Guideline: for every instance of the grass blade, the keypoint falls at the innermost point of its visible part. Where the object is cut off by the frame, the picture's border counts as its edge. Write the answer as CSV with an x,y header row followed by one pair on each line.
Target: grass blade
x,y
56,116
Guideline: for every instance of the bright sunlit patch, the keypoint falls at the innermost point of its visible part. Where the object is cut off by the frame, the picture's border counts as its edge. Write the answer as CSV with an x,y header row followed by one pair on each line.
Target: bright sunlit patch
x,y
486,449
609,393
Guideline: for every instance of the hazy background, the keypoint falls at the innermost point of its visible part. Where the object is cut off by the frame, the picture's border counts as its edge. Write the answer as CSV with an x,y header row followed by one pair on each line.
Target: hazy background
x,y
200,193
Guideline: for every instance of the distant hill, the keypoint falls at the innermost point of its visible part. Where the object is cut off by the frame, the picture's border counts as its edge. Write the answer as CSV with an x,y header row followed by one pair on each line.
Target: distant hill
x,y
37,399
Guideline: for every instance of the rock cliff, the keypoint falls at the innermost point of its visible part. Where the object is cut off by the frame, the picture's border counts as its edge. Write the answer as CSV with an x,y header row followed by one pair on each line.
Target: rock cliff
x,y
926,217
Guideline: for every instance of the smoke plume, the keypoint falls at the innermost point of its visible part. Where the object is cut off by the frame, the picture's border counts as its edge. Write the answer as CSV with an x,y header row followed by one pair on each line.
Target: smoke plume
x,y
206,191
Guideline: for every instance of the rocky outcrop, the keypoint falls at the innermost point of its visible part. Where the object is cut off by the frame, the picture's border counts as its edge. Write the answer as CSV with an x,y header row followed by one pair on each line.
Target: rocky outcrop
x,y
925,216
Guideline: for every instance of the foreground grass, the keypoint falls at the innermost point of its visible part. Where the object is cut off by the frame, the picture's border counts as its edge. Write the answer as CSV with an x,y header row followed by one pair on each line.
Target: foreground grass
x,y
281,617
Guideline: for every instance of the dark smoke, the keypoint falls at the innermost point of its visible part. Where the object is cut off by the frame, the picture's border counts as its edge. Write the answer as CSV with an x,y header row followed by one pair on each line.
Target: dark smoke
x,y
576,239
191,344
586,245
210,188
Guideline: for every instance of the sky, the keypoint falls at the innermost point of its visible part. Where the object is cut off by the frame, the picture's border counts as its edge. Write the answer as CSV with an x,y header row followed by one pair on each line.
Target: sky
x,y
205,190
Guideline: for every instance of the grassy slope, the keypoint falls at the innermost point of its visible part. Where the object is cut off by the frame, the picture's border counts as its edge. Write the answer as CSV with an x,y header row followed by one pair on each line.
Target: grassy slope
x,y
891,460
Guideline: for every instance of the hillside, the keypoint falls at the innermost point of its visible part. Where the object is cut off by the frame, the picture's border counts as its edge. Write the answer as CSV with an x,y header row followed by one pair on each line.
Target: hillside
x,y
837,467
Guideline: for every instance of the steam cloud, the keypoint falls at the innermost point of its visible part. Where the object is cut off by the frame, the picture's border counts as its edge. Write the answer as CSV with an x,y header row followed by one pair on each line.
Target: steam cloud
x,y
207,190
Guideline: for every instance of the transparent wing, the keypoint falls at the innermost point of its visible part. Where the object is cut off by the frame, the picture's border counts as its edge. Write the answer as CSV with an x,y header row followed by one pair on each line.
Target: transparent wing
* * * * * * * * *
◆ What the task requires
Repeat exactly the lines above, starting with the line that contains "Guideline: for every instance of the sky, the" and ending with the last line, both included, and nothing else.

◆ The result
Guideline: for every instance of the sky, the keypoint falls at the innermost point of its visible part. Where the object is cut off by the frame, the picture's border counts as its edge. Write the answer as CSV with an x,y header row followed by one pair on each line.
Target: sky
x,y
205,190
Guideline: for every instance of the grassy slope, the keypoint falls at the innermost point of its visible part. Where the object is cut off by the frame, the picture's border counts as its edge. Write the answer as CSV with an x,y header row followed by one pair on each line.
Target: grassy slope
x,y
891,460
Guideline: for every instance of the hillside, the keypoint falls at the innermost point of its visible part. Where the object is cut off by the frame, the picture's border counts as its edge. Write the answer as CSV with an x,y header row followed by one pair on each line.
Target: hillside
x,y
837,467
Guideline: for every instance of the steam cloud, the keypoint falls at the innermost point of its visible part. Where the object is cut off by the frame, the picture's border counts as its edge. Write the answer as CSV with an x,y header row followed by one pair on each line.
Target: steam cloud
x,y
207,190
Guideline: for every instance of the transparent wing, the keypoint falls at the innermost point of its visible part. Where the object is cut off by the frame, the picture's border counts as its edge. Write the answer as CSV with an x,y header row followed by one pair on each line.
Target: transparent wing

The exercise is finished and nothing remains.